<<<<
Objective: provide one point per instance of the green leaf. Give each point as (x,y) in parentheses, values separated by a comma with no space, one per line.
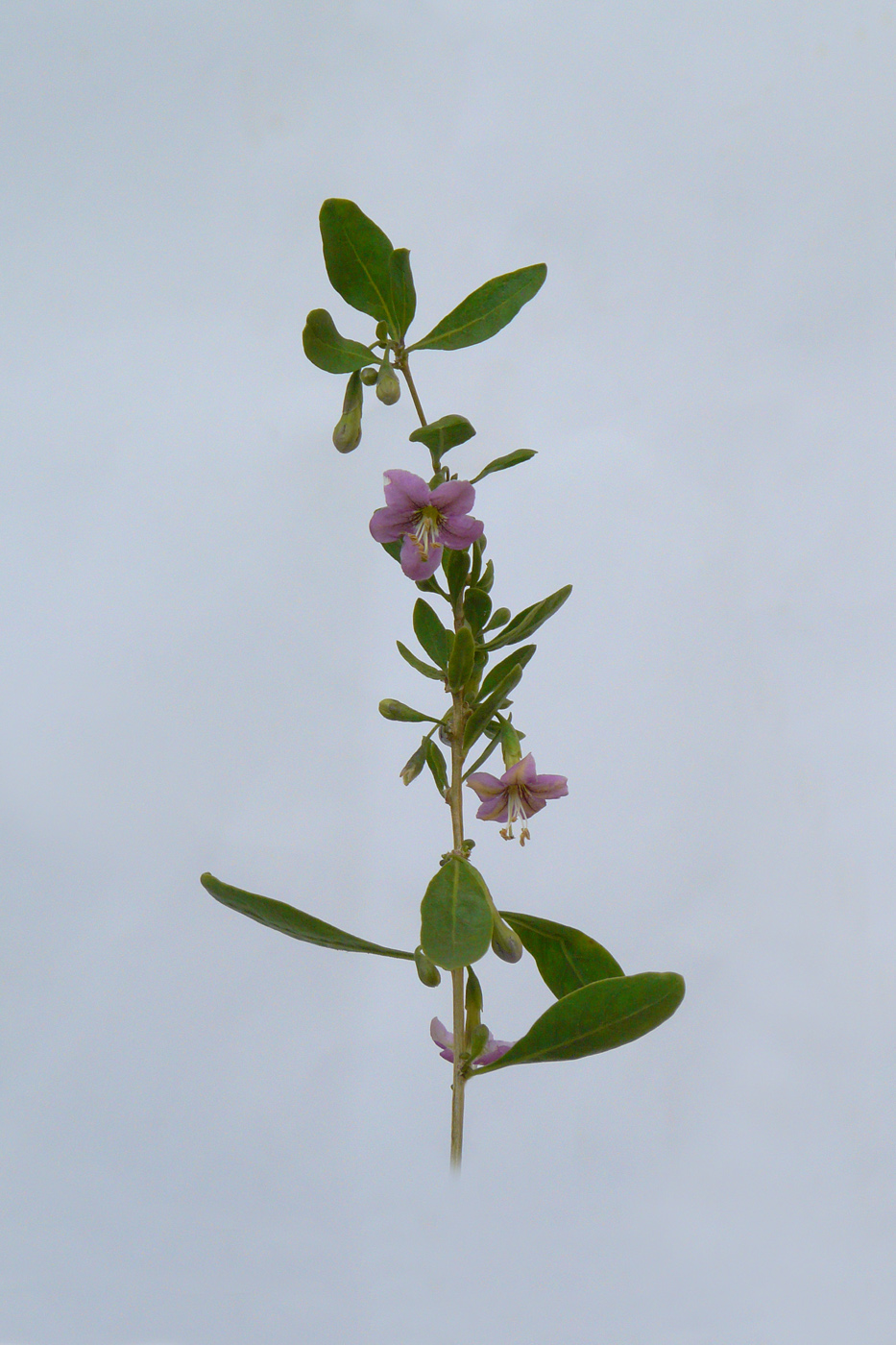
(597,1017)
(460,663)
(432,635)
(456,567)
(329,352)
(402,295)
(486,311)
(278,915)
(567,958)
(419,663)
(455,917)
(499,464)
(396,710)
(502,669)
(530,619)
(436,763)
(487,708)
(365,268)
(476,608)
(442,434)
>>>>
Give back each entry exactly as it appears. Leave pictures out.

▸ TASK SOLUTION:
Objective: provide one point per instance of the green leaf. Give each point as (x,y) in parentheses, values separated by a comma with no space, one per line.
(597,1017)
(460,663)
(432,635)
(456,567)
(329,352)
(402,295)
(486,311)
(278,915)
(567,958)
(419,663)
(455,917)
(499,464)
(396,710)
(502,669)
(530,619)
(436,763)
(487,708)
(365,268)
(476,608)
(442,434)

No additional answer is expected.